> **Problem**
After locating the line that holds "One marker serves each instance of the white", repeat it and each following line exactly until the material ends, skipping pictures.

+++++

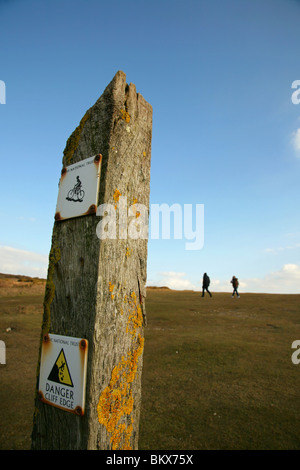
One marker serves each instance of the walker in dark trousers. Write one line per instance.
(205, 284)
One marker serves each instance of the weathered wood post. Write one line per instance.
(95, 291)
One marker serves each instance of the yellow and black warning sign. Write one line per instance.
(60, 372)
(63, 369)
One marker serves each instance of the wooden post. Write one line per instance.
(96, 286)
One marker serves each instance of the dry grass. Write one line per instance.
(217, 372)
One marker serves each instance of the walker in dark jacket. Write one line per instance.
(205, 284)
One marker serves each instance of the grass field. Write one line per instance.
(217, 371)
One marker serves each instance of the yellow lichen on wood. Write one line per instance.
(111, 289)
(116, 400)
(125, 115)
(116, 197)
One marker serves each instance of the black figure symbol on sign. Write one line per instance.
(76, 194)
(60, 371)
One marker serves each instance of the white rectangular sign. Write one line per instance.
(63, 372)
(79, 189)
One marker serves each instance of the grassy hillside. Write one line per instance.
(217, 371)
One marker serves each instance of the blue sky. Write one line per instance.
(218, 74)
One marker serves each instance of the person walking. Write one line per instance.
(235, 284)
(205, 284)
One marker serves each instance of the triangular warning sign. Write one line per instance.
(60, 371)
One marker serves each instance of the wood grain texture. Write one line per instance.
(96, 288)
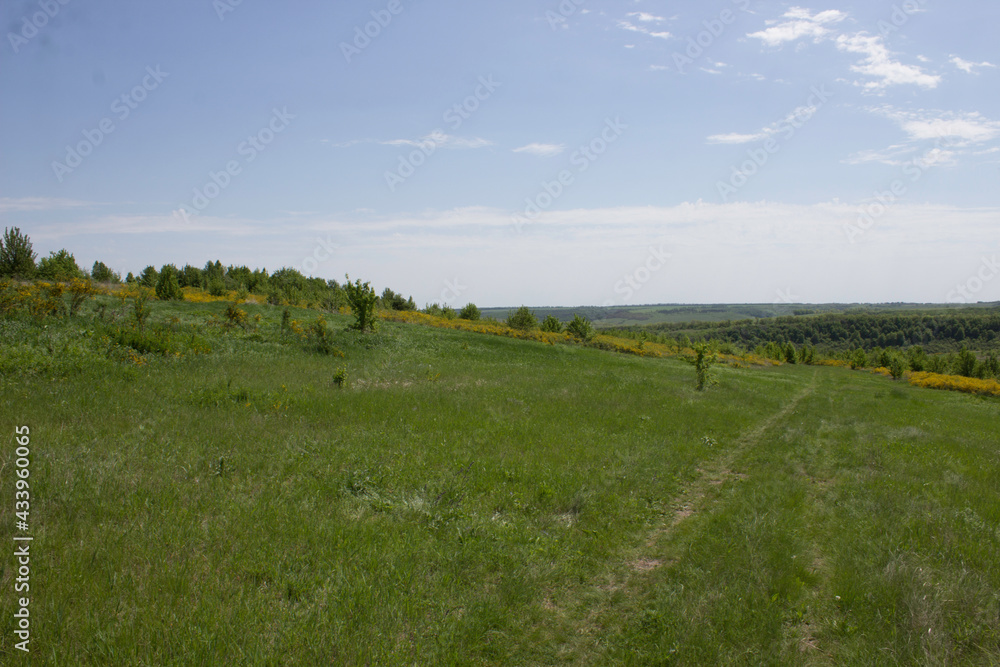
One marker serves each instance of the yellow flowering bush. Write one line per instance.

+++++

> **Task response**
One marker serves each instance of the white rectangular sign. Write one line per instance.
(63, 372)
(79, 189)
One marker serves each instance of the grassy hillside. Write one line per instance.
(217, 371)
One marker serves each instance of the blue sky. Write one line per instance.
(218, 74)
One marker serves each instance of the person walking. Write one line per instance.
(235, 284)
(205, 284)
One marker serves each instance of the triangular warning sign. Write one line per instance.
(60, 371)
One marker serves each instance of the wood grain texture. Write one line per instance.
(96, 288)
One marker serves each instance of the yellow flowering bush. Write one line per instance.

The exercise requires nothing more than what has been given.